** START OF DATA FOR THE TASK **

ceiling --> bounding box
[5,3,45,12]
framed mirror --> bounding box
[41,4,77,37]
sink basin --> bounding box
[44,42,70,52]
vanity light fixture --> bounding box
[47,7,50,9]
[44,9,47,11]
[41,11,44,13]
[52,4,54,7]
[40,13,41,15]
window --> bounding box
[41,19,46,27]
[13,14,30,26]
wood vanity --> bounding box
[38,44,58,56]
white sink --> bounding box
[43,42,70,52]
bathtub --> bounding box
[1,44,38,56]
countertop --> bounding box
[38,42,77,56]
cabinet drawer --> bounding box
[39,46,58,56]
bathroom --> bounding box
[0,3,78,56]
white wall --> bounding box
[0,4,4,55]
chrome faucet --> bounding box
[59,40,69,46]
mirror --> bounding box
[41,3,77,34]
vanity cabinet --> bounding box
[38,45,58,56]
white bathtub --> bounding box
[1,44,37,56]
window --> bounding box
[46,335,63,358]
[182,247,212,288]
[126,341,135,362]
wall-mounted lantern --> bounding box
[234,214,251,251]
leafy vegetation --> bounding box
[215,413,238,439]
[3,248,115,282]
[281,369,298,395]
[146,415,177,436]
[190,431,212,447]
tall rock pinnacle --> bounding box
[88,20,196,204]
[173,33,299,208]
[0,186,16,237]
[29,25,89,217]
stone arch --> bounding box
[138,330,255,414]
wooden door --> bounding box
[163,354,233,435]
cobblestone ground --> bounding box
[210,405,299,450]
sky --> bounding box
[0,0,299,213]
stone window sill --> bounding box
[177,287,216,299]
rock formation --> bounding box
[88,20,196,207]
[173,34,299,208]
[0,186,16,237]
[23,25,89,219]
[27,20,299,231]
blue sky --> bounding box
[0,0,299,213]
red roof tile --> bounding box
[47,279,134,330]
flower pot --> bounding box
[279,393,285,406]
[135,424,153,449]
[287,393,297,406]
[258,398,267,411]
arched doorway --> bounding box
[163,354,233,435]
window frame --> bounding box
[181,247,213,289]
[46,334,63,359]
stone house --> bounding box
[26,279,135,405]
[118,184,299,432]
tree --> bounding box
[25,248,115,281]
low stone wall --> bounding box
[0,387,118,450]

** END OF DATA FOR THE TASK **

Reproduce all of the lines above, unchanged and in the same order.

* WRITTEN REPLY
ceiling --> bounding box
[5,3,45,12]
framed mirror --> bounding box
[41,4,77,37]
sink basin --> bounding box
[44,42,70,52]
vanity light fixture --> bounding box
[47,7,50,9]
[44,9,47,11]
[41,11,44,13]
[52,4,54,7]
[40,13,41,15]
window --> bounding box
[41,19,46,27]
[13,14,30,26]
wood vanity --> bounding box
[38,44,58,56]
white sink --> bounding box
[43,42,70,52]
bathtub --> bounding box
[1,44,38,56]
countertop --> bounding box
[38,42,77,56]
cabinet drawer --> bounding box
[39,46,58,56]
bathroom --> bounding box
[0,3,78,56]
white wall --> bounding box
[0,4,4,55]
chrome faucet --> bounding box
[59,40,69,46]
mirror --> bounding box
[41,3,77,34]
vanity cabinet --> bounding box
[38,45,58,56]
white bathtub --> bounding box
[1,44,37,56]
window --> bounding box
[46,335,63,358]
[182,247,212,288]
[126,341,135,362]
wall-mounted lantern --> bounding box
[234,214,251,251]
leafy vegetation --> bounding box
[215,413,238,439]
[3,248,115,282]
[281,369,298,395]
[146,415,177,436]
[190,431,212,447]
tall rock pinnacle --> bounding box
[88,20,196,204]
[173,33,299,208]
[0,186,16,237]
[29,25,89,217]
stone arch --> bounding box
[138,330,255,414]
wooden door --> bounding box
[163,354,233,435]
cobblestone ground --> bounding box
[210,405,299,450]
sky --> bounding box
[0,0,299,213]
stone window sill --> bounding box
[177,287,216,299]
rock formation --> bounding box
[88,20,196,207]
[173,34,299,208]
[0,186,16,237]
[23,25,89,219]
[27,20,299,231]
blue sky --> bounding box
[0,0,299,213]
red roof tile --> bounding box
[47,279,134,330]
flower pot --> bounding box
[279,393,285,406]
[135,424,153,449]
[287,393,297,406]
[258,398,267,411]
arched doorway --> bounding box
[163,354,233,435]
window frame --> bounding box
[181,247,213,289]
[46,334,63,359]
stone house --> bounding box
[26,279,135,405]
[118,184,299,432]
tree --> bounding box
[25,248,115,281]
low stone wall --> bounding box
[0,387,118,450]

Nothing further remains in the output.